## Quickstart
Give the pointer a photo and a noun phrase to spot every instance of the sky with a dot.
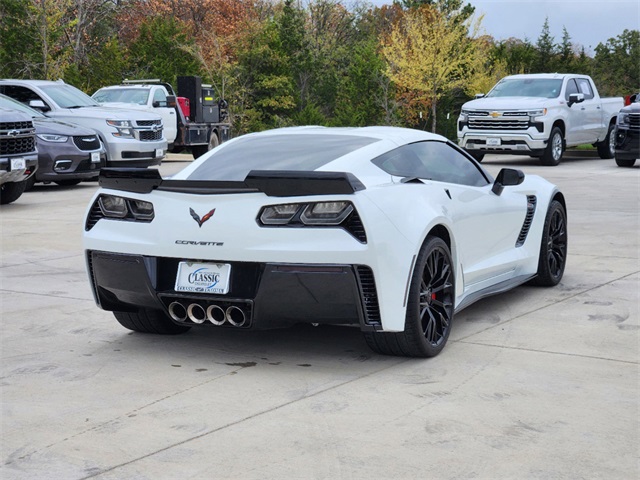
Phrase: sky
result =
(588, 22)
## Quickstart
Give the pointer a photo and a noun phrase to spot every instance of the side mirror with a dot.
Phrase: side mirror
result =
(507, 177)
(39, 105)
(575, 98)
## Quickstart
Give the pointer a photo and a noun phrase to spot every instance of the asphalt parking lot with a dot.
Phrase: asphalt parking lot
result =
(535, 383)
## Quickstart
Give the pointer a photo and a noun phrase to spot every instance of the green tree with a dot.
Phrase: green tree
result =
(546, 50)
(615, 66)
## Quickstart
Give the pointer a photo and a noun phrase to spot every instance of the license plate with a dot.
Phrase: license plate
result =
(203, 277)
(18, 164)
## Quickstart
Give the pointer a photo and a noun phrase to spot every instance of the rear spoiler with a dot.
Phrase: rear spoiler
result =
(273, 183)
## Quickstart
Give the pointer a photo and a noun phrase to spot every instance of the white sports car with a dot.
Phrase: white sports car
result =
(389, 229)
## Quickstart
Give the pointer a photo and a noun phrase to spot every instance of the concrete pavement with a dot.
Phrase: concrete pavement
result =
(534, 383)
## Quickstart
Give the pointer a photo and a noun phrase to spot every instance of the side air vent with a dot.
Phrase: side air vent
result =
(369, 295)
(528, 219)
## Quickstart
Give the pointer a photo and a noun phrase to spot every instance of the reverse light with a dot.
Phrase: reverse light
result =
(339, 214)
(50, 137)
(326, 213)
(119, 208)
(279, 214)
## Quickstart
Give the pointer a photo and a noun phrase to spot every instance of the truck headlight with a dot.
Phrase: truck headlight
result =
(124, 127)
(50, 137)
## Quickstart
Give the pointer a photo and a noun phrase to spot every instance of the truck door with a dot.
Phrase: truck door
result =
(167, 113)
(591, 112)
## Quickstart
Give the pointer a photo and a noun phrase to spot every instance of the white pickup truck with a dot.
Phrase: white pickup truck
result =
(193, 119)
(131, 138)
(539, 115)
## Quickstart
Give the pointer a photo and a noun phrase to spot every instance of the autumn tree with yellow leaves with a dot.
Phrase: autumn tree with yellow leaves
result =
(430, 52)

________________________________________

* Task details *
Output the material word for word, omitting its pictures.

* Output for this task *
## Quickstart
Give the pointer a photo and a noun phrase to spot every instance of the sky with a dot.
Phrase: sky
result =
(588, 22)
## Quickstart
Give the pointer a photo and a noun phrase to spot every instance of the side mirror with a dot.
Phrase: side mirror
result =
(507, 177)
(39, 105)
(575, 98)
## Quickstart
Give the pointer a photo and a noun phrase to spot every instance of the asphalt parking lot with a dot.
Phrase: asphalt parking lot
result =
(535, 383)
## Quickstart
Give the pointer a photo and a noun phrase to spot every instance of the green tree with a dot.
Phrase: green tree
result =
(546, 50)
(615, 66)
## Quickstart
Give the pointer a photo and a noun phrase to spot every instance of the license plate with a dot.
Phrase: license plate
result =
(203, 277)
(18, 164)
## Quickstart
Give the pointer a photo and a noun phrase to spot every instance of the rear spoiler with a dot.
Phrase: rear spoiler
result =
(273, 183)
## Quickstart
Give the pointer a photo and a noun phrase to spot every instance of the white sports car with a dot.
Phrase: white sports car
result =
(389, 229)
## Quickstart
Give the pointer a photo and a noun phrase to spot every instance of the concrete pavement with a dot.
Phrase: concrete pavement
result =
(534, 383)
## Quickstart
Give the pointer a photo and a noun phrase to spot every instance of the side air vent with a dot.
Phrase: side air vent
result =
(369, 295)
(528, 219)
## Quickstart
Give the pointer a photo and a noun phrase to spot every instance of the reverse light with a dot.
Phrase: reverse light
result =
(339, 214)
(50, 137)
(326, 213)
(119, 208)
(279, 214)
## Quickstart
Give the pointer a photo and a noun phrase to spot every instance of the truck headlight with a dot.
Phrase: truck headlight
result =
(124, 127)
(50, 137)
## Quickstart
Give the pointer a photo and a noun phrase to spot every instance of the truck door with a dot.
Phrase: truck door
result =
(167, 113)
(591, 112)
## Quickstart
Give the pointer a photo and a noun phrase to spot every instance of the white pickup truck with a dot.
Phrase: white pickup truck
result =
(193, 119)
(131, 138)
(539, 115)
## Quickstart
Give the pointer a photo and a noun phrase to spot every instance of the autumn tree with yellow leaves with a dot.
Phrase: autumn tree with yellow leaves
result =
(430, 52)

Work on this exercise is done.